"Some Like It Hot" is a song by British-American band the Power Station. It was the first single released from the group's 1985 eponymous debut album. Released by Parlophone Records in 1985, the song features loud, prominent drum beats from Tony Thompson and lead vocals from Robert Palmer.  The video featured model Caroline Cossey (also known as Tula). It was the band's biggest hit, peaking at number six on the US Billboard Hot 100 chart and number four in Australia.

Background
Bassist John Taylor said on the creation of the song: "What we really wanted to do was put this drummer out there in a way that we felt he deserved, so that song particularly was sort of designed to really showcase Tony. I flew to Nassau in the Bahamas, which was where Robert Palmer lived at the time, and played him the demo that Andy and I had written and said, 'We've got this idea that we're calling "Some Like It Hot."' And he just looked at me and said, 'And some sweat when the heat is on.' I was, like, 'Yes! That'll do...'"

The Power Station were living a lavish, drug-fueled lifestyle during the recording of the album, which made focusing difficult. "I had to be, like, strapped to the desk if I was gonna get a bass line finished, because I was just all over the place," John Taylor said.

:: Data segment ::
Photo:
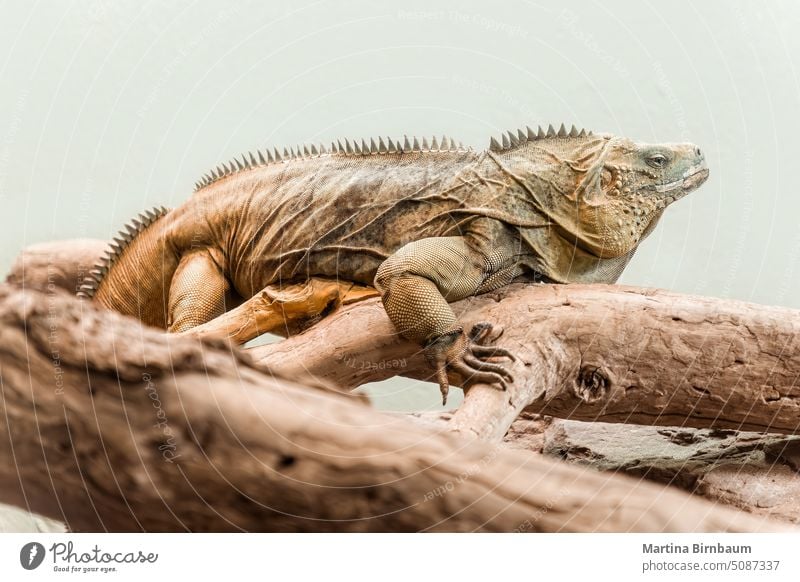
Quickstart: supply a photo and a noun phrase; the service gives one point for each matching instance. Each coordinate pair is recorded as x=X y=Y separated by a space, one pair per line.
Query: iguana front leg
x=416 y=284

:: Directive 1 ::
According to the passage on the Power Station song, to which city did John Taylor fly to play Robert Palmer the demo?
:: Directive 2 ::
Reproduce the part of the song passage that begins at the words "The Power Station were" and stops after "John Taylor said.".

:: Worked solution 1 ::
Nassau, in the Bahamas.

:: Worked solution 2 ::
The Power Station were living a lavish, drug-fueled lifestyle during the recording of the album, which made focusing difficult. "I had to be, like, strapped to the desk if I was gonna get a bass line finished, because I was just all over the place," John Taylor said.